Man in charge? Turn-bull? Turn-coat?

Right now there’s an international conference going on in Paris attempting to get some agreement on what should be done to prevent dangerous climate change. Prior to the commencement of the conference Pope Francis made a speech to the UN urging world leaders to act decisively. During the speech he blamed environmental degradation on “a selfish and boundless thirst for power and material prosperity”

Australia’s new-ish Prime Minister, Malcolm Turnbull, gave a speech in Paris that promised some Innovation:

We firmly believe that it is innovation and technology which will enable us both to drive stronger economic growth and a cleaner environment.

Then, Turnbull refused to sign an agreement which would reduce subsidies to the fossil fuel industries.

So I guess he’s not all that interested in the clean environment. Looks like he’s more interested in the power and material prosperity the Pope mentioned. Was he listening to his Pope at all?

Just who is this Mal Turnbull? Is he a smooth man of expediency or is he driving a hidden agenda? What is his relationship to nature?

Turnbull says times have changed and there never has been a more exciting time to be an Australian. We’re going to be agile and nimble and we’re going to accept more risk. However most commentators and scientists, even Chris Berg, are hopeful but underwhelmed. This isn’t a lot of money spread over four years and there really isn’t anything very new in the package. It might help some people make some (more) money. And it might not. That’s risky, isn’t it?

Turnbull historically made his money out of Ozemail – risk or good luck? Is his reliance on cheap copper NBN visionary and/or risky? Is this government gambling? And there seems to be no mention of renewable energy in this fountain of Innovation funding. Surely the risk to Australia, to the world, is in continuing to support fossil fuels? How does Turnbull intend to manage that?

I was cutting my hair in the bathroom when I idly looked down at the newspaper spread in front of me. It was The Weekend Australian November 28-9 2015 open at page 20. A hank of hair landed on an edited extract from The Unauthorised Biography of Malcolm Turnbull entitled, ‘Behind Liberal leader’s apparent social conservatism, an embrace of Catholicism‘. The article reports that in 2003, Turnbull gave a speech to the National Population Summit under the catchy title, It’s the Birth Rate, Stupid.

In that speech Turnbull said,

‘The gravest threat to Western society over this century is therefore neither global warming nor international terrorism. Rather, it is the unprecedented, sustained decline in the birthrate in almost all developed countries … ‘

I checked. It really is in the ‘Stupid’ speech.

- [PROMPT]: Extend the piece on Malcolm Turnbull with a few more paragraphs that follow on from its last sentence.

- [SUPPLIED MATERIAL]:
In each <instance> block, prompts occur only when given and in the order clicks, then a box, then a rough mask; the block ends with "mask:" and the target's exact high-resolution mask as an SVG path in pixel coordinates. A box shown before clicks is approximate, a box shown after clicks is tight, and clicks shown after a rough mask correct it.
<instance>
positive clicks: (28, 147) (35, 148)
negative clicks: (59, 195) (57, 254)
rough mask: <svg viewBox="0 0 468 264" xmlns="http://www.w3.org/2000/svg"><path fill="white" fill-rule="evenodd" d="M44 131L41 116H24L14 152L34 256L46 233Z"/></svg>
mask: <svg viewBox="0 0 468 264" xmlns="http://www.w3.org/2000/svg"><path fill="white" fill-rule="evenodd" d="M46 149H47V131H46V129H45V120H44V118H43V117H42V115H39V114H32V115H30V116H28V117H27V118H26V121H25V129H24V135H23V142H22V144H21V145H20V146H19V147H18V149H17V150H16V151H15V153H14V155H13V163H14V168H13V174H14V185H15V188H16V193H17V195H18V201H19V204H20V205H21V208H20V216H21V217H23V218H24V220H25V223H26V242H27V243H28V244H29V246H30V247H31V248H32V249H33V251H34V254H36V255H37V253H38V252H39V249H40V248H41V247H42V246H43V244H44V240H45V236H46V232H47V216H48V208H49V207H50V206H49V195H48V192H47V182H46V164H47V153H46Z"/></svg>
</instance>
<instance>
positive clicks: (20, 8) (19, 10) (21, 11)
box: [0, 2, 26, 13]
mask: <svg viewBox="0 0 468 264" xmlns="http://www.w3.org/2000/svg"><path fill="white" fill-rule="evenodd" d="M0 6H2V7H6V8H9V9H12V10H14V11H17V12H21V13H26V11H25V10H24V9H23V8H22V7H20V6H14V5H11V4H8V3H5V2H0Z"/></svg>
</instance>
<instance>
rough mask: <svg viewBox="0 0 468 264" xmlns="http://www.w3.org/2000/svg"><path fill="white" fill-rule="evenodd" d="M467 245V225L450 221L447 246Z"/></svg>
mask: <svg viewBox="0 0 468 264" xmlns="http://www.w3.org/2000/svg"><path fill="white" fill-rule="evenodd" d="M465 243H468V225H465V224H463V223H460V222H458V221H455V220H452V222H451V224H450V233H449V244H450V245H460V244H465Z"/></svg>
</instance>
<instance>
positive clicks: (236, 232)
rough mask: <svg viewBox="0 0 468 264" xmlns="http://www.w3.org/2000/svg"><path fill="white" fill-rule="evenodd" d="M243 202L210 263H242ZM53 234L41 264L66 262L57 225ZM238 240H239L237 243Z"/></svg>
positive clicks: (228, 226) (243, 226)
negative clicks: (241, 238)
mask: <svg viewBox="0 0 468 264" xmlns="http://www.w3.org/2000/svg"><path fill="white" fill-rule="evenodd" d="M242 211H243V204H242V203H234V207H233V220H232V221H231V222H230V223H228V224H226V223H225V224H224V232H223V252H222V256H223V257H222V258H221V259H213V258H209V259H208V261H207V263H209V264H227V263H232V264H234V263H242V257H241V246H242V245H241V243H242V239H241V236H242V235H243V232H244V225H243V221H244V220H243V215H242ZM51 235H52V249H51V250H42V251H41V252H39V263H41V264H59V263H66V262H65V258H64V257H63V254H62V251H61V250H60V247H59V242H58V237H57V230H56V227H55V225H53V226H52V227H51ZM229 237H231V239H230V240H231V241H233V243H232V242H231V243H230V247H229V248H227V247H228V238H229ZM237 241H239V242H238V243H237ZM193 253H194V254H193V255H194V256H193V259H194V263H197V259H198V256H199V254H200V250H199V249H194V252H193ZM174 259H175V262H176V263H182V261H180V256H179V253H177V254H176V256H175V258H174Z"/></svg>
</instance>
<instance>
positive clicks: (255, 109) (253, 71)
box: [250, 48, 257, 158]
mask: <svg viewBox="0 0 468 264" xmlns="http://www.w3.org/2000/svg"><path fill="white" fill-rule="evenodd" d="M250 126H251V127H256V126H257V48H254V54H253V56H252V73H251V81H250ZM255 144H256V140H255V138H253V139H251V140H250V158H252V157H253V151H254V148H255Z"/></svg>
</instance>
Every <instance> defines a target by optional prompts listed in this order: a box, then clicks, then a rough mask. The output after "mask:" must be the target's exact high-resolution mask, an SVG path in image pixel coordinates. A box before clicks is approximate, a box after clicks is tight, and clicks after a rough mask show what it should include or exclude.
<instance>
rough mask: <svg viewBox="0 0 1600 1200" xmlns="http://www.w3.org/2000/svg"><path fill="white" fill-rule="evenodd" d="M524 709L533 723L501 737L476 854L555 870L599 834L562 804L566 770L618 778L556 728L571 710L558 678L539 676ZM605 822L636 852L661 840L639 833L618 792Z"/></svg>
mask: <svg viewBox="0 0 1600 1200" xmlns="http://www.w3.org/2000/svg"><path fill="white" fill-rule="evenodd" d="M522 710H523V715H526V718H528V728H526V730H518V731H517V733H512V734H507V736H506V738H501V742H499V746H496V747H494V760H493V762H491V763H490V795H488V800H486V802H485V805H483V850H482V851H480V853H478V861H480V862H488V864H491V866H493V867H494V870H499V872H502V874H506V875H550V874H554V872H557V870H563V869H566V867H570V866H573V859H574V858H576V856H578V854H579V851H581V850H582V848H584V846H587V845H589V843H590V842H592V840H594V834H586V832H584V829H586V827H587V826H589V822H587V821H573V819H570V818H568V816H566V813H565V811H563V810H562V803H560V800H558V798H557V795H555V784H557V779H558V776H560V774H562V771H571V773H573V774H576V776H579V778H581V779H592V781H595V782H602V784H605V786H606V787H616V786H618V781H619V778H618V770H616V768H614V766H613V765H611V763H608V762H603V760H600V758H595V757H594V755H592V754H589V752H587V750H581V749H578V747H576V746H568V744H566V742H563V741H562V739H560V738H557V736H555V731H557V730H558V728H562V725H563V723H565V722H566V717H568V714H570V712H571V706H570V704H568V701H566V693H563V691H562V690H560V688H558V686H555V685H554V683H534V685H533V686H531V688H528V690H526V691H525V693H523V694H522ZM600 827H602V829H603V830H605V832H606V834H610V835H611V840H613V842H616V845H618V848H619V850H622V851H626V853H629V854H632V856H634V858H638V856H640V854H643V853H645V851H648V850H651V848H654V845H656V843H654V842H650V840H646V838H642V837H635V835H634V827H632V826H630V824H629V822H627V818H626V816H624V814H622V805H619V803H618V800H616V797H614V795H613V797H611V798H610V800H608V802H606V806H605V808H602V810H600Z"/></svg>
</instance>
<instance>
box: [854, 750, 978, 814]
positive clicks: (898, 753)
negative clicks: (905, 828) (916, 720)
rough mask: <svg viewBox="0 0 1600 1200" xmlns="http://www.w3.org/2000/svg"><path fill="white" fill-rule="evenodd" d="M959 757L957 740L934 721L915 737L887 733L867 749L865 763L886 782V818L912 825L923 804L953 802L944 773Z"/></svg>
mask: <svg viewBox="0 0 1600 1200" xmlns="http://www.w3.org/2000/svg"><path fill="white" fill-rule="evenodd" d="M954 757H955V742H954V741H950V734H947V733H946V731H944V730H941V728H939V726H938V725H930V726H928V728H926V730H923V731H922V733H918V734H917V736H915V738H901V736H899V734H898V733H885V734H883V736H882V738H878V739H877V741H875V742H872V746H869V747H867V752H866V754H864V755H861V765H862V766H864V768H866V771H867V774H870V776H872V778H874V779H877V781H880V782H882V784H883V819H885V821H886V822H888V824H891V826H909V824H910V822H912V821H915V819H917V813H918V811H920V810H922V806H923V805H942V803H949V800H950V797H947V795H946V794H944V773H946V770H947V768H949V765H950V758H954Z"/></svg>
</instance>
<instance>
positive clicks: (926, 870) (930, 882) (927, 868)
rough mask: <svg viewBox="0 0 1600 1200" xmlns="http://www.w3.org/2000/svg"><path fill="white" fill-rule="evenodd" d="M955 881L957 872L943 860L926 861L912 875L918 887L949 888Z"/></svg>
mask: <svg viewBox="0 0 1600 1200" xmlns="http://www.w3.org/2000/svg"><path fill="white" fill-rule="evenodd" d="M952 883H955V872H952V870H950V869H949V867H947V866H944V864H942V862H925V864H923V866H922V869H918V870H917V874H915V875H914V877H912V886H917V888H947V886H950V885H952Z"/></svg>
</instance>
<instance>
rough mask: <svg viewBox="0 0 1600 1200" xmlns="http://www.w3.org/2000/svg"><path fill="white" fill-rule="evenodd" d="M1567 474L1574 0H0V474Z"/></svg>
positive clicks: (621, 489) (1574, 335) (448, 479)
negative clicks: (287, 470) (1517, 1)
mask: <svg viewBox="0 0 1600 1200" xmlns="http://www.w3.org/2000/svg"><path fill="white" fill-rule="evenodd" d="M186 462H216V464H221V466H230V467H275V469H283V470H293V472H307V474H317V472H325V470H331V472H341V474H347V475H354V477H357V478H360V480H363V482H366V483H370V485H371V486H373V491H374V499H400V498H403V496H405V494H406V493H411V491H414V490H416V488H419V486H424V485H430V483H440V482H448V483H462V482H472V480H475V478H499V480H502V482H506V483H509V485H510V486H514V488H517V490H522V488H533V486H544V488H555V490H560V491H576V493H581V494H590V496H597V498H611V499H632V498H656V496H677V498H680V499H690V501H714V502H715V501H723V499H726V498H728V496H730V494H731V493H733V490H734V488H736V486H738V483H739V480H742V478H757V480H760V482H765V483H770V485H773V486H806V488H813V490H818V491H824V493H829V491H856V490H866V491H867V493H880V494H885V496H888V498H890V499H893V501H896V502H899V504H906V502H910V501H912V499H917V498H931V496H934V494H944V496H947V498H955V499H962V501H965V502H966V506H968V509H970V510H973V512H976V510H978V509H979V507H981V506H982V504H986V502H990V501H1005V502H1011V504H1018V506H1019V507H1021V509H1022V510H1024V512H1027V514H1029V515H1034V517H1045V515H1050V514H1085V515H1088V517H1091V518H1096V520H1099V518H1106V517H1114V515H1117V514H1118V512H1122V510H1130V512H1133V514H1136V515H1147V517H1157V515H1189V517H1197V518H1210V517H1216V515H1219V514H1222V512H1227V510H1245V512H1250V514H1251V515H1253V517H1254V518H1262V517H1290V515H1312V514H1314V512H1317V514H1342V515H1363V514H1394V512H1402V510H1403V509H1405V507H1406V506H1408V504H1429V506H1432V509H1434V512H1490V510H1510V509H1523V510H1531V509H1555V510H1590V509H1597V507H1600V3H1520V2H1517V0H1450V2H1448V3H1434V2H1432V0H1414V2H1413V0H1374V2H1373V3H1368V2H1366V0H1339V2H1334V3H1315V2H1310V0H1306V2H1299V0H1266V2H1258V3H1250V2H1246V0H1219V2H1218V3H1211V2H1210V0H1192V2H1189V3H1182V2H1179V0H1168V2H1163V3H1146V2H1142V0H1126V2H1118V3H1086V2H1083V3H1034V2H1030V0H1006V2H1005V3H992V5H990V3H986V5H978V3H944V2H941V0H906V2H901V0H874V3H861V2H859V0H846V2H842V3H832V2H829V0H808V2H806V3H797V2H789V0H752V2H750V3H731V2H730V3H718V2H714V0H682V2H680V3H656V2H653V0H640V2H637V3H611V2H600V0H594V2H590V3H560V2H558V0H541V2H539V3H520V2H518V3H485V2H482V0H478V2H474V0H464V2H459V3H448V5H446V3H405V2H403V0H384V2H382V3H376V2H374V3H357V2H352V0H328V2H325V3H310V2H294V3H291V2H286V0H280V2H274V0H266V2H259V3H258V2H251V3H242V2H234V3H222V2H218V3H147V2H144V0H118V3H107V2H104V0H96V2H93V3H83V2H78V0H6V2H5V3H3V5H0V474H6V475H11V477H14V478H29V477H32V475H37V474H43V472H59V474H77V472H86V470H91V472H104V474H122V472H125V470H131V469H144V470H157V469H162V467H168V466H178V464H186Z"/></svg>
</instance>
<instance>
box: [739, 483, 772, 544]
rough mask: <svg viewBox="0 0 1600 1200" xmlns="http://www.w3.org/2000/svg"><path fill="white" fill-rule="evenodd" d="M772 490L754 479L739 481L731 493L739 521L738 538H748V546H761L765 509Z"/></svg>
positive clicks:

- [ANSWER TO THIS PROBLEM]:
In 2003 Turnbull was very worried about the survival of Western civilization:

‘Great Western cultures including ‘Italy, Spain, Greece, Japan and Russia (to name but five) could become functionally extinct within this century.’

Turnbull continues:

‘It would be a remarkable irony indeed if at the peak of our prosperity and technological achievement the human race (or at least the most developed parts of it) lost the will to reproduce itself.’

Couple of questions, Malcolm: if the human race was at the peak of our technological achievement in 2003, what’s the point of the Australian government funding Innovation twelve years later?

Secondly, the human race has lost the will to reproduce? Watch the Earth’s population in actionWikipedia puts current population at 7.3 billion. The UN reckons it will be 11.2 billion by 2100. If you don’t like those numbers you could go with The Guardian’s guess that the world’s population would be around 11 billion by then. Here’s a breakdown of current population by country.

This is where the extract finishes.